___ SOURCE MATERIAL

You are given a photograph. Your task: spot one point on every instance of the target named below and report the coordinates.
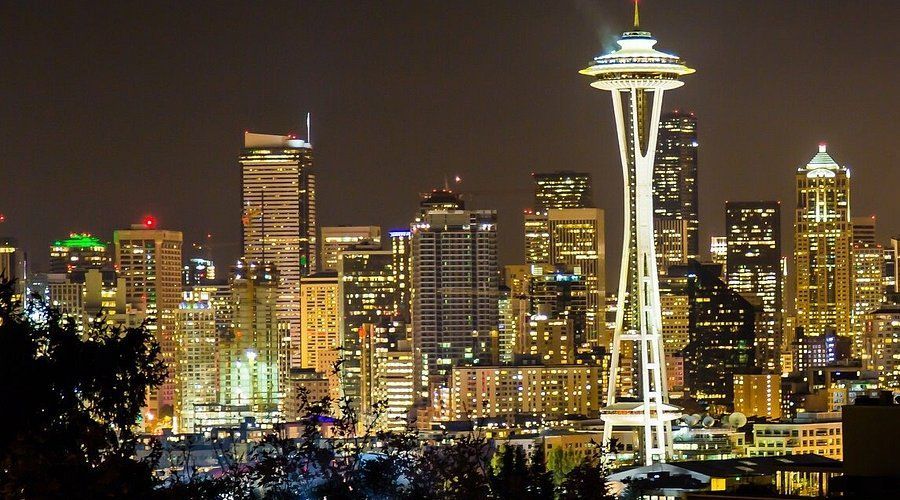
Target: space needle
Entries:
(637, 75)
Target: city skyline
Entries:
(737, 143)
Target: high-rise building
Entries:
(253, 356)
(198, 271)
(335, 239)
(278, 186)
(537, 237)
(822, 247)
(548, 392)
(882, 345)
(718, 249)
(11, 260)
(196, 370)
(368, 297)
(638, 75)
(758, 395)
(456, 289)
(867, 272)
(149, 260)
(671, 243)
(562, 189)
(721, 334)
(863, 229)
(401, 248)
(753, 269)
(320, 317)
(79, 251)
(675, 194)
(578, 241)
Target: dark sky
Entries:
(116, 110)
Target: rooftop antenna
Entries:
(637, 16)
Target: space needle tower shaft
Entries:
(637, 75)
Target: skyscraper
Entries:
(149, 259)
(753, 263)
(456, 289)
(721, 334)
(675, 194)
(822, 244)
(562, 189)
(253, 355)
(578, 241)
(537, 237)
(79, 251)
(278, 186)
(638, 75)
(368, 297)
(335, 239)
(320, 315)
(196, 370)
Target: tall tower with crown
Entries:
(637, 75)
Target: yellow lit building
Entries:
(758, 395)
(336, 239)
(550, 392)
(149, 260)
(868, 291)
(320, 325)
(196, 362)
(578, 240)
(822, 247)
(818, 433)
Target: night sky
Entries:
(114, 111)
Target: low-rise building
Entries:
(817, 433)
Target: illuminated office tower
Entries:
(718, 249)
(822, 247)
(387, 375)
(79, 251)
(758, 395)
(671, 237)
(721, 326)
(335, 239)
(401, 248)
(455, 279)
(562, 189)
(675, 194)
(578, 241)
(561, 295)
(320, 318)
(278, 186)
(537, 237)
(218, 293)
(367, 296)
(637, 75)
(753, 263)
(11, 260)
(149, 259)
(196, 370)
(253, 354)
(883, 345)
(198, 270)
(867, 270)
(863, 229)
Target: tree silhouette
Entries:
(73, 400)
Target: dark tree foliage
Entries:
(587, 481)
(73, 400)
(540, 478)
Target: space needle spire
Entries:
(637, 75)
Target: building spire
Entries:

______

#### [WHAT YOU NEED TO DO]
Revise the rows from the line containing "Target: rooftop antenna" through the end of the rows, both included, replacing "night sky" with "evening sky" and leaving everything else unchanged.

#### [OUTPUT FOR THIS EXERCISE]
Target: rooftop antenna
Entries:
(637, 16)
Target: space needle tower shaft
Entries:
(637, 75)
Target: skyscraper
Entries:
(149, 259)
(753, 263)
(456, 289)
(721, 334)
(675, 194)
(822, 244)
(562, 189)
(253, 355)
(578, 241)
(537, 237)
(79, 251)
(278, 186)
(638, 75)
(368, 297)
(335, 239)
(320, 315)
(196, 370)
Target: tall tower with crown
Entries:
(637, 75)
Target: yellow lit building
Entries:
(758, 395)
(336, 239)
(550, 392)
(149, 260)
(868, 291)
(320, 325)
(196, 362)
(578, 240)
(822, 247)
(818, 433)
Target: evening sky
Entries:
(114, 111)
Target: low-rise building
Entries:
(817, 433)
Target: illuminated office tower
Entries:
(718, 249)
(822, 247)
(387, 375)
(79, 251)
(758, 395)
(671, 237)
(721, 326)
(335, 239)
(401, 248)
(455, 279)
(562, 189)
(675, 194)
(578, 241)
(561, 295)
(320, 318)
(278, 186)
(537, 237)
(218, 293)
(367, 296)
(637, 75)
(753, 263)
(11, 260)
(149, 259)
(196, 370)
(253, 354)
(883, 345)
(198, 270)
(867, 270)
(863, 229)
Target: tree silhouette
Entries:
(73, 400)
Target: dark tree foliage
Entries:
(587, 481)
(73, 400)
(540, 478)
Target: space needle spire
Entries:
(637, 75)
Target: building spire
Entries:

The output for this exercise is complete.